> **Instruções da tarefa**
Por favor, coloque todas as linhas da listagem a seguir em uma lista JSON de strings, uma string para cada linha, deixando de fora as linhas em branco.

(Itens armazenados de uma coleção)

____

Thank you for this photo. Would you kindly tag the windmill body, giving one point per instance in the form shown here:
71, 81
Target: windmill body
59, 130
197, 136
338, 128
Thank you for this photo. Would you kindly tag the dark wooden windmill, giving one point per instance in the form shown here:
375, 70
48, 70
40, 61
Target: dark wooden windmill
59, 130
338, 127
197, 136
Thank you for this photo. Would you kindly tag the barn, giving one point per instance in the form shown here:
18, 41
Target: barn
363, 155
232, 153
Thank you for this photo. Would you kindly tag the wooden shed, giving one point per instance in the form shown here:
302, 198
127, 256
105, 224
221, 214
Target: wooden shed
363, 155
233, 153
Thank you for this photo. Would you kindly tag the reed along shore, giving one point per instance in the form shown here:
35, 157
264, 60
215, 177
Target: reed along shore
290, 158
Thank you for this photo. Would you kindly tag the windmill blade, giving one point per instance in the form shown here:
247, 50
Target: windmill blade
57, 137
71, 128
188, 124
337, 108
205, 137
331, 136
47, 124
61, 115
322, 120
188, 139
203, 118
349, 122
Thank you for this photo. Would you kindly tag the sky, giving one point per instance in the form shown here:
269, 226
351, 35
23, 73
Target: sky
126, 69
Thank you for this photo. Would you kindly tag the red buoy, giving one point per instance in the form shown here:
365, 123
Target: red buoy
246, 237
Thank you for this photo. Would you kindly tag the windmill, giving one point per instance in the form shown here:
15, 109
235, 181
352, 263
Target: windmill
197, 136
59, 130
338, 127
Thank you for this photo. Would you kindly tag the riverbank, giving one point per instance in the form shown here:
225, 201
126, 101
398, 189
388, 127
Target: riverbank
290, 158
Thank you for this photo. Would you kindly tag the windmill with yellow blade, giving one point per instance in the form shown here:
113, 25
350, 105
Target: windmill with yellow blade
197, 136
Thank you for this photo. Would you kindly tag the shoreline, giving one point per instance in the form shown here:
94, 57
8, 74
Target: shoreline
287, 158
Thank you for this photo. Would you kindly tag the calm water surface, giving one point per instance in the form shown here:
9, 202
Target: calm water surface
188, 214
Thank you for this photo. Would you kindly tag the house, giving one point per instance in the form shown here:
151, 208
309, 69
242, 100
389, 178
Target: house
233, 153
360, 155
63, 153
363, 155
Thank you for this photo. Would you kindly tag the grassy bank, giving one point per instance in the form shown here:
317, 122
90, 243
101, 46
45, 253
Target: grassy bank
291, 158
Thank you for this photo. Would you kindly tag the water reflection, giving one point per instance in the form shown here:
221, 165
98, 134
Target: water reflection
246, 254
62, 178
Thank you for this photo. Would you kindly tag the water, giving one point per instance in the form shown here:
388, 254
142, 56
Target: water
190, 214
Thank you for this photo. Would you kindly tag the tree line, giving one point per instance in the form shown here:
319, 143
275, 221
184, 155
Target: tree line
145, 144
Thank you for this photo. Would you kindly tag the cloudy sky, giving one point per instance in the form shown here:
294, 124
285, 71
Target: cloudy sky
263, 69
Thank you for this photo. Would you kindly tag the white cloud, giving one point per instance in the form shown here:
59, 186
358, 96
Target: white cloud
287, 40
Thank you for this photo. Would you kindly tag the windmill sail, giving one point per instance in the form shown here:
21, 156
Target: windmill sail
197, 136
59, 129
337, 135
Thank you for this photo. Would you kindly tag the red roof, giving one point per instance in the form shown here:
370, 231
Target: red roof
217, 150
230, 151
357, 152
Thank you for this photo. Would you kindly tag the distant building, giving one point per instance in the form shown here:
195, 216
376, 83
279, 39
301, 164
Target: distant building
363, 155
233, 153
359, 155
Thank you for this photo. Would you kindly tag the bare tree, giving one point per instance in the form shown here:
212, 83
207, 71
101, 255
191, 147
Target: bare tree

____

> **Resultado abaixo**
[
  "Thank you for this photo. Would you kindly tag the windmill body, giving one point per instance in the form shown here:",
  "71, 81",
  "Target: windmill body",
  "59, 130",
  "197, 136",
  "338, 128",
  "Thank you for this photo. Would you kindly tag the dark wooden windmill, giving one point per instance in the form shown here:",
  "375, 70",
  "48, 70",
  "40, 61",
  "Target: dark wooden windmill",
  "59, 130",
  "338, 127",
  "197, 136",
  "Thank you for this photo. Would you kindly tag the barn, giving one point per instance in the form shown here:",
  "18, 41",
  "Target: barn",
  "363, 155",
  "232, 153",
  "Thank you for this photo. Would you kindly tag the wooden shed, giving one point per instance in the form shown here:",
  "302, 198",
  "127, 256",
  "105, 224",
  "221, 214",
  "Target: wooden shed",
  "363, 155",
  "233, 153",
  "Thank you for this photo. Would you kindly tag the reed along shore, giving one point per instance in the form shown here:",
  "35, 157",
  "264, 60",
  "215, 177",
  "Target: reed along shore",
  "290, 158",
  "Thank you for this photo. Would you kindly tag the windmill blade, giving one point per instance in the form shown here:",
  "247, 50",
  "Target: windmill blade",
  "57, 137",
  "71, 128",
  "188, 124",
  "337, 108",
  "205, 137",
  "331, 136",
  "47, 124",
  "61, 115",
  "322, 120",
  "188, 139",
  "203, 118",
  "349, 122",
  "Thank you for this photo. Would you kindly tag the sky, giving one point per instance in the form shown here:",
  "269, 226",
  "351, 35",
  "23, 73",
  "Target: sky",
  "126, 69",
  "Thank you for this photo. Would you kindly tag the red buoy, giving one point per instance in the form shown here:",
  "365, 123",
  "Target: red buoy",
  "246, 237",
  "Thank you for this photo. Would you kindly tag the windmill, giving one point per instance in the form shown here:",
  "15, 109",
  "235, 181",
  "352, 263",
  "Target: windmill",
  "197, 136",
  "59, 130",
  "338, 127",
  "Thank you for this photo. Would you kindly tag the riverbank, giving one point per instance in the form shown here:",
  "225, 201",
  "126, 101",
  "398, 189",
  "388, 127",
  "Target: riverbank",
  "290, 158",
  "Thank you for this photo. Would you kindly tag the windmill with yellow blade, giving one point per instance in the form shown here:",
  "113, 25",
  "350, 105",
  "Target: windmill with yellow blade",
  "197, 136",
  "Thank you for this photo. Would you kindly tag the shoreline, giving one point per instance in the form shown here:",
  "94, 57",
  "8, 74",
  "Target: shoreline",
  "287, 158",
  "Thank you for this photo. Would you kindly tag the calm water surface, giving one point per instance in the form shown here:",
  "9, 202",
  "Target: calm water surface",
  "188, 214",
  "Thank you for this photo. Would you kindly tag the house, giving one point per instance in the form shown here:",
  "151, 208",
  "309, 69",
  "242, 100",
  "389, 178",
  "Target: house",
  "233, 153",
  "360, 155",
  "63, 153",
  "363, 155",
  "Thank you for this photo. Would you kindly tag the grassy bank, giving one point per instance in the form shown here:",
  "317, 122",
  "90, 243",
  "101, 46",
  "45, 253",
  "Target: grassy bank",
  "291, 158",
  "Thank you for this photo. Would you kindly tag the water reflection, giving one point per instance in the form shown here:",
  "221, 165",
  "98, 134",
  "Target: water reflection",
  "246, 254",
  "62, 178",
  "Thank you for this photo. Would you kindly tag the water, giving one point per instance in the form shown here:",
  "388, 254",
  "142, 56",
  "Target: water",
  "190, 214",
  "Thank you for this photo. Would you kindly tag the tree line, giving one point per instance in the form shown here:",
  "319, 143",
  "275, 221",
  "184, 155",
  "Target: tree line",
  "145, 144",
  "Thank you for this photo. Would you kindly tag the cloudy sky, giving one point per instance in the form shown here:",
  "294, 124",
  "285, 71",
  "Target: cloudy sky",
  "263, 69",
  "Thank you for this photo. Would you kindly tag the white cloud, giving one point per instance in the form shown here:",
  "59, 186",
  "358, 96",
  "Target: white cloud",
  "287, 40",
  "Thank you for this photo. Would you kindly tag the windmill sail, giving one point per instance in the form shown here:",
  "21, 156",
  "Target: windmill sail",
  "197, 136",
  "59, 129",
  "337, 135",
  "Thank you for this photo. Would you kindly tag the red roof, giving one point per instance in the form shown here:",
  "370, 231",
  "Target: red roof",
  "217, 150",
  "230, 151",
  "357, 152",
  "Thank you for this photo. Would you kindly tag the distant building, giving one point per instance in the form shown here:",
  "195, 216",
  "376, 83",
  "279, 39",
  "301, 164",
  "Target: distant building",
  "363, 155",
  "233, 153",
  "359, 155",
  "Thank you for this photo. Would you kindly tag the bare tree, giving one point per instance in the form shown here:",
  "212, 83",
  "207, 71",
  "101, 255",
  "191, 147",
  "Target: bare tree"
]